▸ Exercise:
Go through the listing and set it down exactly, leaving out its pictures.

▸ Available data:
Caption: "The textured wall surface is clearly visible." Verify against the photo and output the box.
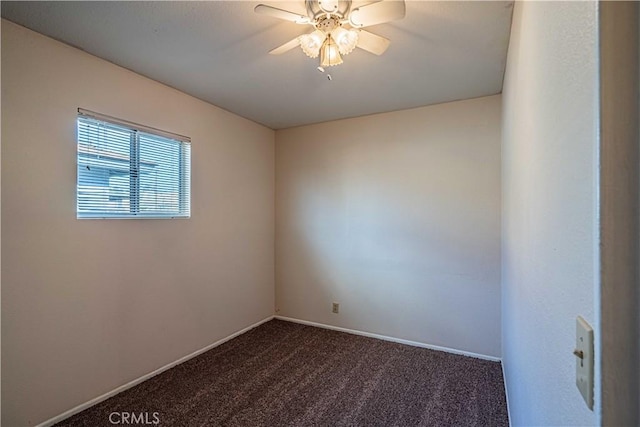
[501,2,599,425]
[276,95,502,358]
[2,21,275,426]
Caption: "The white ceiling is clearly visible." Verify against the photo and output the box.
[1,1,513,129]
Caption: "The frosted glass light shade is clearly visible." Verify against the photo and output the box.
[320,35,343,67]
[299,30,327,58]
[332,27,359,55]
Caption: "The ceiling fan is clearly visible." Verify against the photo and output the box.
[255,0,406,69]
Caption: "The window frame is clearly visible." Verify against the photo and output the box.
[76,109,191,219]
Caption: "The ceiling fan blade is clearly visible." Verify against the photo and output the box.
[349,1,406,28]
[356,30,390,55]
[254,4,310,24]
[269,36,302,55]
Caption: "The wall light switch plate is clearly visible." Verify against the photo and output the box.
[575,316,594,410]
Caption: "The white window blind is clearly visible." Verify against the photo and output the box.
[77,109,191,219]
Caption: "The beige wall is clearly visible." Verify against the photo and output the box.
[1,20,275,426]
[275,95,502,358]
[501,2,598,425]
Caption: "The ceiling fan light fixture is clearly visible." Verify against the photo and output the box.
[299,30,326,58]
[320,35,343,67]
[257,0,404,70]
[332,27,359,55]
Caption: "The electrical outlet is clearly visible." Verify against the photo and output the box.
[332,302,339,314]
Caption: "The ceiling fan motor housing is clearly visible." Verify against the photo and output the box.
[306,0,351,20]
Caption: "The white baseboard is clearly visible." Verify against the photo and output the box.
[36,315,275,427]
[275,315,501,362]
[502,359,513,427]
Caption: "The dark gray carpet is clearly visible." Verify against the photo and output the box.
[55,319,509,426]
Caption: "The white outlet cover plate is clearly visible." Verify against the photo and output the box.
[576,316,594,410]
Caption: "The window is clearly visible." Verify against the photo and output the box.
[77,109,191,218]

▸ Output for this task:
Caption: "The textured wall surface is clearly visible." Verify against the photo and output the box.
[501,2,599,425]
[276,95,502,358]
[2,21,275,426]
Caption: "The white ceiling is clearly visible." Verify against the photo and output the box.
[1,1,513,129]
Caption: "The frosted glass light shade is clearly visible." Verify against the photo and output the box.
[320,35,343,67]
[299,30,327,58]
[332,27,359,55]
Caption: "The ceiling fan is clearly visible." Verify against the photo and output the box.
[255,0,406,69]
Caption: "The window frame is clearly visible." Verify against the photo and output the box.
[76,109,191,219]
Caption: "The ceiling fan blade is clearly visible." Verify against the photo and output the box.
[349,1,406,28]
[356,30,390,55]
[254,4,310,24]
[269,36,302,55]
Caption: "The wall light switch plate is clearly visible." Verify against the photo and output the box.
[575,316,594,410]
Caption: "The white window blind is clearly visible." Verify against the photo and output the box.
[77,109,191,219]
Caption: "The beige wall is clearly visible." Verify against the photo and output the box.
[1,20,275,426]
[275,95,502,358]
[501,2,598,425]
Caption: "The ceiling fan light fixture is clearly visible." Verify against the photo and output the box.
[299,30,326,58]
[320,35,343,67]
[257,0,404,70]
[332,27,359,55]
Caption: "The electrical outlet is clearly visible." Verify against the photo and output the box.
[332,302,339,314]
Caption: "The ceiling fan motor housing is clearly visible." Verify against the photo and output the box.
[306,0,351,20]
Caption: "The white baseboard is clearly visible." Verify against the photo and output the box.
[36,315,275,427]
[275,315,501,362]
[502,359,513,427]
Caption: "The dark gray carpet is clearly visible." Verify against the photo and output the box.
[55,319,509,426]
Caption: "The white outlet cover plate is clearly visible." Verify against the photo and output the box.
[576,316,594,410]
Caption: "The window is clearly visible." Verify against the photo and output the box.
[77,109,191,218]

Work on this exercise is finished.